Nestled by the banks of the river in Zurich, the Dynamo Club was the venue for this somewhat unusual pairing of bands, although the congregated darkly-clad appeared to be happily here for both.


First up, ZERAPHINE, the Berlin based band created by former DREADFUL SHADOWS frontman Sven Friedrich, a man who also busies himself with popular electronic project SOLAR FAKE. He arrives onstage in a seemingly excellent mood, despite, we are told, having a cold. His bunged-up nose isn’t the problem though. Despite a bouncy start from the band, and an enthusiastic welcome from the crowd, the vocals are low in the mix and Sven, despite his best efforts, starts to look slightly lost. Lower register songs like ‘Fang Mich’ for example, sound almost instrumental at times, a shame as there are some good melodies at play in ZERAPHINE songs, if only you could hear them. As a rock-band, the dynamics of loud and soft and hefty chorus are all in the right places, and the band look good as a whole, Ronnie Wood and one of The Bee-Gees seemingly on bass and guitar duties. And Sven is a cracking frontman. He’s lithe and lively, he can pout and do the moody stare as well as anyone in the business, and the set is tight and professional. It does go on a bit though. Perhaps here is the other problem.

▶ [PROVIDED RECORDS]

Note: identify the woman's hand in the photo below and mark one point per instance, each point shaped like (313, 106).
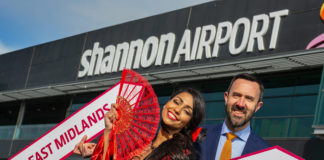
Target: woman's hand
(110, 117)
(84, 149)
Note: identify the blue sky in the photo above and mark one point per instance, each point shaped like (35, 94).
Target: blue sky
(27, 23)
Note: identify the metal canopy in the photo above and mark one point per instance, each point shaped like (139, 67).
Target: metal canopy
(254, 65)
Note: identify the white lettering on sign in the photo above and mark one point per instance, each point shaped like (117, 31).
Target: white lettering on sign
(205, 43)
(59, 142)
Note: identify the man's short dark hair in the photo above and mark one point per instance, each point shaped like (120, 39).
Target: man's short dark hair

▶ [EXERCISE REQUIREMENTS]
**1)** Update the concert review from "Nestled by the" up to and including "here for both." by replacing "Zurich" with "Geneva", and write out that stretch again.
**2)** Put this sentence from the concert review into Spanish: "He arrives onstage in a seemingly excellent mood, despite, we are told, having a cold."

▶ [ANSWER SET]
**1)**
Nestled by the banks of the river in Geneva, the Dynamo Club was the venue for this somewhat unusual pairing of bands, although the congregated darkly-clad appeared to be happily here for both.

**2)** Sale al escenario aparentemente de un humor excelente, a pesar de que, según nos cuentan, está resfriado.